▶ TASK
Reproduce every one of the records below word for word, changing nothing.

(Box-labeled dataset extracts)
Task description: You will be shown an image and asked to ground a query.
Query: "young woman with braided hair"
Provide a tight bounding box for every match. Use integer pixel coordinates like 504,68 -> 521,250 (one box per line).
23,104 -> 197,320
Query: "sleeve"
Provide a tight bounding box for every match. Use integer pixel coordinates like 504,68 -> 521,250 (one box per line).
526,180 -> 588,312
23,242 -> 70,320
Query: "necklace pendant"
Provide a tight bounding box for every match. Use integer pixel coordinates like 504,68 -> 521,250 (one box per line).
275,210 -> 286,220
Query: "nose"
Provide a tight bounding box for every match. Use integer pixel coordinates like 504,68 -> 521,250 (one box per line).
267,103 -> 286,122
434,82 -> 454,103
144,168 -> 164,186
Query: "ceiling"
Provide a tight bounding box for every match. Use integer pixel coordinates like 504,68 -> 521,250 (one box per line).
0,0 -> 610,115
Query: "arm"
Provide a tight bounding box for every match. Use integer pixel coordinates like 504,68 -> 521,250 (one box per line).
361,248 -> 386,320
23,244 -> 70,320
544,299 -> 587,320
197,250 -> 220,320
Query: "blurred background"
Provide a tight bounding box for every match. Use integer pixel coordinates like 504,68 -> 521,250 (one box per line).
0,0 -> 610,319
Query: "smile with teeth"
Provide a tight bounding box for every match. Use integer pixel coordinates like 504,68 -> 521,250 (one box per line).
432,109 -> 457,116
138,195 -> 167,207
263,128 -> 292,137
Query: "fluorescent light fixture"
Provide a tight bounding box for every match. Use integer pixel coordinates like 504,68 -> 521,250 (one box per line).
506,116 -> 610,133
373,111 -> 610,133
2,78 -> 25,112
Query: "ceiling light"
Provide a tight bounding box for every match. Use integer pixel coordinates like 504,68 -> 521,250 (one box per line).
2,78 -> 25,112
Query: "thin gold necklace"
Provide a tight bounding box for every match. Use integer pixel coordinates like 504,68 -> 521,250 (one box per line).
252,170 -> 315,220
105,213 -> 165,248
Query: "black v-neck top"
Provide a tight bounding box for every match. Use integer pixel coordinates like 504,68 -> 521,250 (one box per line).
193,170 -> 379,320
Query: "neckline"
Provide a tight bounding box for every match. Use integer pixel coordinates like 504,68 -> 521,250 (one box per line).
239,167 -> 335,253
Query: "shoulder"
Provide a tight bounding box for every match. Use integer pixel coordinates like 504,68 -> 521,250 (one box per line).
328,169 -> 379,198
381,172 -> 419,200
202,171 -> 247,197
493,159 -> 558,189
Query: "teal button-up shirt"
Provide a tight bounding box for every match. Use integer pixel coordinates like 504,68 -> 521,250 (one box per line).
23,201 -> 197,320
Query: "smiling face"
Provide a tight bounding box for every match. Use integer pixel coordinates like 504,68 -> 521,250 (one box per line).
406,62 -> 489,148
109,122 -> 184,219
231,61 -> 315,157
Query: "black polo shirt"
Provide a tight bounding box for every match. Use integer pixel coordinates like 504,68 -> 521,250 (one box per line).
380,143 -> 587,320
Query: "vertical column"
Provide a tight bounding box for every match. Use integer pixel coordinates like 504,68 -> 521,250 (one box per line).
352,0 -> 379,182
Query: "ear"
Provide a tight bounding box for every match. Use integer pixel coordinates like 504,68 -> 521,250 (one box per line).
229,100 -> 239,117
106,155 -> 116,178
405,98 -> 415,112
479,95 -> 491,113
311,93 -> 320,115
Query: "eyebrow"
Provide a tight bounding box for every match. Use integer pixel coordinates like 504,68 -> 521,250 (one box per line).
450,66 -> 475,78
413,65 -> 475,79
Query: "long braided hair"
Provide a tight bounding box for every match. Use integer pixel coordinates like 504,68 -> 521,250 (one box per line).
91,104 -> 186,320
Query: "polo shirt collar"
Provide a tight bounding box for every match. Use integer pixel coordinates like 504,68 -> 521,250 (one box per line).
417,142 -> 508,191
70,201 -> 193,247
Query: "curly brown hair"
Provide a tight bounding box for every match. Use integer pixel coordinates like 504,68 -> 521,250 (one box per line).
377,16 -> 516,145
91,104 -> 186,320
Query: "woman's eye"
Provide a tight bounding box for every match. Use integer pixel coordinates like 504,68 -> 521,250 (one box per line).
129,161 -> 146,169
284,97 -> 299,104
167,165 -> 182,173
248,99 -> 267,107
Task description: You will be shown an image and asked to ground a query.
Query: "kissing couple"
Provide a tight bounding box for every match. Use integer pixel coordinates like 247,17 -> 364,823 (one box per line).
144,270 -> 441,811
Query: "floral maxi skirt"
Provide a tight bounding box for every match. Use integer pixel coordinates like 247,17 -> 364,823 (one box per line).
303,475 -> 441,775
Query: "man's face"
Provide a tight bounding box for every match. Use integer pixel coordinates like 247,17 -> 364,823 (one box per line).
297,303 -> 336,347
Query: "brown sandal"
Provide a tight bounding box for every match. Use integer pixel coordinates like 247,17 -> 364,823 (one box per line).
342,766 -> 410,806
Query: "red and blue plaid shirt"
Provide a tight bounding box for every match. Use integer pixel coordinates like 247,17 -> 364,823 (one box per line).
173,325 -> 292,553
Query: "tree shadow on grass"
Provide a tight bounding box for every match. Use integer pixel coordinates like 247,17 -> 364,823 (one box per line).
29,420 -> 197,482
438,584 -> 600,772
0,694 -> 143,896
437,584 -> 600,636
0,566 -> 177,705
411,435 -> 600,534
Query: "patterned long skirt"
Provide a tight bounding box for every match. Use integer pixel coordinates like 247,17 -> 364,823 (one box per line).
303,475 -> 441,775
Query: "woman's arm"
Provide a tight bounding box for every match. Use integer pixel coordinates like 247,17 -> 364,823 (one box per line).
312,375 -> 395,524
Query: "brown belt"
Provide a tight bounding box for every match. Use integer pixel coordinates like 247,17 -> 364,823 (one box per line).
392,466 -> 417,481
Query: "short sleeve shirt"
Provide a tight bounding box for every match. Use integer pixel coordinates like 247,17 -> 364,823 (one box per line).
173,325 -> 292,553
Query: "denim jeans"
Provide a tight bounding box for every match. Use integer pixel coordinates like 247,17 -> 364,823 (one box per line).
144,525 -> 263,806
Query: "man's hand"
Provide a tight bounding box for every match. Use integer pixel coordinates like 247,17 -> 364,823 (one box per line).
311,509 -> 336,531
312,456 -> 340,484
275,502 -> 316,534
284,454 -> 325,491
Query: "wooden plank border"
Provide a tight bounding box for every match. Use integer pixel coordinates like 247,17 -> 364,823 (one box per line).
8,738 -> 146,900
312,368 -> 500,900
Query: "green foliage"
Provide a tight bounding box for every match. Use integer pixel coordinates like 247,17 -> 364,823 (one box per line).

▶ TASK RESULT
Task description: You will be shown an image and asked to ground a query.
Query: "young woman with braided hair"
Provide a tight bounding box for every match. Use integer pixel coordinates like 504,68 -> 521,250 (one box per line).
23,104 -> 197,320
Query: "sleeve"
Provide a tight bounding box for every match. Use integer pixel coordinates like 504,68 -> 521,250 (one box per line).
526,180 -> 588,312
23,242 -> 70,320
Query: "necklace pendant"
Provide a tight bounding box for every match. Use integer pixel coordinates like 504,68 -> 521,250 (one box per line).
275,210 -> 286,220
Query: "nose"
Provide a tight bounding box for every match. Use integer pixel coordinates like 504,68 -> 521,250 (one box per line).
267,103 -> 286,122
434,82 -> 454,103
144,168 -> 164,186
Query: "ceiling"
Provide a tight bounding box for every match. Use integer pixel coordinates like 504,68 -> 521,250 (one box per line).
0,0 -> 610,115
Query: "arm"
Provide a tight bounding box for every match. Use integer pixel coordinates like 504,68 -> 521,250 (one box per line).
361,248 -> 386,320
23,244 -> 70,320
544,299 -> 587,320
197,250 -> 220,320
Query: "blurred background"
Provide a tight bounding box for every match. Use integer pixel coordinates like 504,68 -> 521,250 (one box per line).
0,0 -> 610,319
Query: "smile with teeth"
Provide a tight bounding box for every match. Use integer pixel coordinates like 504,68 -> 521,250 (one box per line).
432,109 -> 457,116
138,195 -> 167,207
263,128 -> 292,137
Query: "fluorescent light fixture"
Provide a tight bounding box for every match. Use integer pixel coordinates like 504,68 -> 521,250 (one box per line).
506,116 -> 610,133
373,111 -> 610,133
2,78 -> 25,112
Query: "ceiling light"
Provide a tight bounding box for every match. Use integer pixel coordinates like 504,68 -> 521,250 (one box per line).
2,78 -> 25,112
Query: "thin gold necklace"
Provide a tight bounding box for every match. Use integer pixel coordinates like 504,68 -> 521,250 (one box per line).
252,170 -> 315,220
105,213 -> 165,248
Query: "black v-neck top"
Provide a tight bounding box for every match. Use integer pixel coordinates like 504,68 -> 521,250 (one box per line).
193,170 -> 379,320
Query: "neckline"
Provide a tight bounding box for every match. Use integer pixel coordinates like 504,68 -> 521,250 (one box per line).
239,167 -> 335,253
Query: "shoulder"
Provide a tight bounding box for every match. Use integer pixel coordinates like 504,68 -> 521,250 (one box per line).
328,169 -> 379,198
381,172 -> 419,200
202,171 -> 247,197
493,159 -> 558,189
Query: "teal button-up shirt"
Provide a tight bounding box for every match. Use integer pixel coordinates like 504,68 -> 521,250 (one box per line).
23,201 -> 197,320
Query: "smiling face"
Provide a tight bounding box for every match. Use integer pixel coordinates like 504,68 -> 521,250 (one box per line).
406,62 -> 489,148
109,122 -> 184,219
231,61 -> 315,157
Query: "black polo shirt"
Provide a tight bounding box for every match. Use integer pixel coordinates like 504,68 -> 521,250 (one box per line).
380,143 -> 587,320
Query: "vertical column"
Provide a tight bounding box for every match. Use integer pixel coordinates like 504,68 -> 521,250 (one box per line).
352,0 -> 379,182
Query: "ear"
Provide a tight bounding box for every match. Use integer pixel coordinates like 504,68 -> 521,250 (one box per line).
229,100 -> 239,117
106,155 -> 116,178
405,98 -> 415,112
479,95 -> 491,113
311,93 -> 320,115
Query: "eyebrow"
Provide a tight bounding box for every match. Use integer pixel coordinates like 504,68 -> 521,250 (one box per line).
450,66 -> 475,78
413,65 -> 475,79
Query: "long braided hair"
Provide a tight bounding box for every match. Use integer pixel coordinates like 504,68 -> 521,250 (one box per line).
91,104 -> 186,320
Query: "polo shirt collar"
Provide a tight bounding box for every match. Use integer pixel coordinates like 504,68 -> 521,250 (one box per line).
417,142 -> 508,191
70,201 -> 193,247
Query: "curly brown hair"
Provide a tight bounding box for every match. Use integer pixel coordinates like 504,68 -> 521,250 (one box per line).
377,16 -> 516,145
91,104 -> 186,320
Query: "woman's eye"
Provide a tight bounding box for every match. Use integer pixel coordinates like 504,68 -> 521,250 (one box per line).
129,161 -> 146,169
284,97 -> 299,104
167,165 -> 182,173
248,99 -> 267,107
Task description: You will be shown an image and asked to ground a query.
Query: "kissing couple"
Provide a tight bounding box for every match. Use integer pixel coordinates like 247,17 -> 364,823 (one box per line).
144,270 -> 441,811
Query: "floral maxi skirt"
Provide a tight bounding box for every match. Use integer pixel coordinates like 247,17 -> 364,823 (one box per line).
303,475 -> 441,775
Query: "man's face"
Provide a tight bounding box for every match. Use integer pixel coordinates like 247,17 -> 364,823 (one box per line).
297,303 -> 336,347
Query: "brown sandal"
Provide a tight bounding box for every match. Use integer pixel coordinates like 247,17 -> 364,823 (one box per line).
342,766 -> 410,806
Query: "red and blue plaid shirt"
Provide a tight bounding box for every match. Use integer pixel coordinates like 247,17 -> 364,823 (one box per line).
173,325 -> 292,553
Query: "tree shadow on grass"
Provide a tight bounding box for every match. Use integer pixel coordinates like 247,17 -> 364,823 (one box per line).
29,420 -> 197,482
438,584 -> 600,772
0,694 -> 143,896
437,584 -> 600,636
0,566 -> 177,705
411,435 -> 600,534
Query: "patterned long skirt"
Provide a tight bounding box for every match. Use integer pixel coordinates like 247,17 -> 364,823 (one box per line).
303,475 -> 441,775
Query: "woman's arm"
Provide a tight bounding box for every match. Use integer pixel coordinates like 247,17 -> 364,823 (one box per line).
312,375 -> 395,524
Query: "brown belt"
Provide a tight bounding box for every match. Use integer pixel coordinates like 247,17 -> 364,823 (one box per line).
392,466 -> 417,481
Query: "short sleeve shirt"
Provide a tight bounding box for every match. Use integer pixel coordinates like 247,17 -> 364,823 (one box per line).
173,325 -> 292,553
Query: "denim jeans"
Provide a tight bounding box for every match. Use integer pixel coordinates like 247,17 -> 364,823 (one box per line).
144,525 -> 263,806
Query: "man's hand"
Provide a tight bounding box for every match. Use integer pixel coordinates like 247,17 -> 364,823 (one box per line).
311,509 -> 336,531
312,456 -> 340,484
275,502 -> 316,534
284,454 -> 325,491
Query: "wooden plank border"
Provide a tight bounding box for every match. Use integer pixel coordinates like 247,17 -> 364,823 (one box per line).
8,738 -> 146,900
312,368 -> 500,900
Query: "green foliage"
Provide a tight bounding box for every match. Use integer pixel coordinates like 247,17 -> 364,823 (one box per line).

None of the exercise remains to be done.